[Data entries]
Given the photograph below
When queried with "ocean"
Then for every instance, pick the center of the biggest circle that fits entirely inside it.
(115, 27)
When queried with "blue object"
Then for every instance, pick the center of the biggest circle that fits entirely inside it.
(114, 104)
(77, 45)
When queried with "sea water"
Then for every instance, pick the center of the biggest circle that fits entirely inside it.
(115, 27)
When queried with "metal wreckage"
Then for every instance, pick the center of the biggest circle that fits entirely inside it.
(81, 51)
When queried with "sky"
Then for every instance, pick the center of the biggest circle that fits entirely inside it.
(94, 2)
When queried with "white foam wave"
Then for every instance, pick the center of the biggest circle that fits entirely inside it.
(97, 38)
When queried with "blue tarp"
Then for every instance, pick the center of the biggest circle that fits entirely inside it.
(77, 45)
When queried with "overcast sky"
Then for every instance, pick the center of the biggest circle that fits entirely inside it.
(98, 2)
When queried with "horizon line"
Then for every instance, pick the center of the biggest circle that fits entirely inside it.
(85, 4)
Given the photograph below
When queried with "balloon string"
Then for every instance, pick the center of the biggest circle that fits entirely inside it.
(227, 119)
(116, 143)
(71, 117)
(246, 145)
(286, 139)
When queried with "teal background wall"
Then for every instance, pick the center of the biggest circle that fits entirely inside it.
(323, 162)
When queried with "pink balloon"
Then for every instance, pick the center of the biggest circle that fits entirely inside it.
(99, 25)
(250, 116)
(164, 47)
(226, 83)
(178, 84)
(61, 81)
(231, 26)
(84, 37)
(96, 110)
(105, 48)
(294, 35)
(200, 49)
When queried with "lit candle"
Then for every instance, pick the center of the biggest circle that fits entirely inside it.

- TASK TO CARRY OUT -
Reproduce every line of the entries above word for word.

- RESULT OF THE TASK -
Given the photograph below
When queried with "ocean"
Then for every instance, pick the center of the biggest circle that fits entirely inside it.
(115, 27)
When queried with "blue object"
Then for every instance, pick the center of the biggest circle that fits entirely inside it.
(114, 104)
(77, 45)
When queried with "sea water"
Then for every instance, pick the center of the biggest circle that fits entirely inside it.
(115, 27)
When queried with "metal wreckage"
Then for every instance, pick the center of the biggest circle that fits entirely inside it.
(81, 51)
When queried with "sky"
Then for every instance, pick the center of the biggest circle that fits entirely inside it.
(94, 2)
When queried with "white foam wave"
Then for every instance, pick the center of the biggest circle that fits entirely inside it.
(97, 38)
When queried with "blue tarp"
Then for every instance, pick the center of the biggest circle that fits entirely inside it.
(77, 45)
When queried with "overcast sky"
Then for every instance, pick the center of the biggest circle that fits entirely inside it.
(98, 2)
When queried with "horizon line"
Then for every instance, pick the center of the biggest circle that fits entirely inside it.
(85, 4)
Given the photograph below
When queried with "balloon string"
Then for every instance, pick the center of the biggest circle that fits entirely inside it.
(227, 119)
(116, 143)
(71, 117)
(246, 145)
(286, 139)
When queried with "teal background wall"
Then for every instance, pick the center of the biggest circle that fits entirely inside it.
(323, 162)
When queried with "pink balloon"
Then for every instance, pick the center of the biggest circle that fits entirely inside it.
(99, 25)
(250, 116)
(164, 47)
(226, 83)
(178, 84)
(61, 81)
(231, 26)
(84, 37)
(96, 110)
(105, 48)
(294, 35)
(200, 49)
When queried with "lit candle"
Then for every instance, pick the center of the biggest circle that fits entirely inside it.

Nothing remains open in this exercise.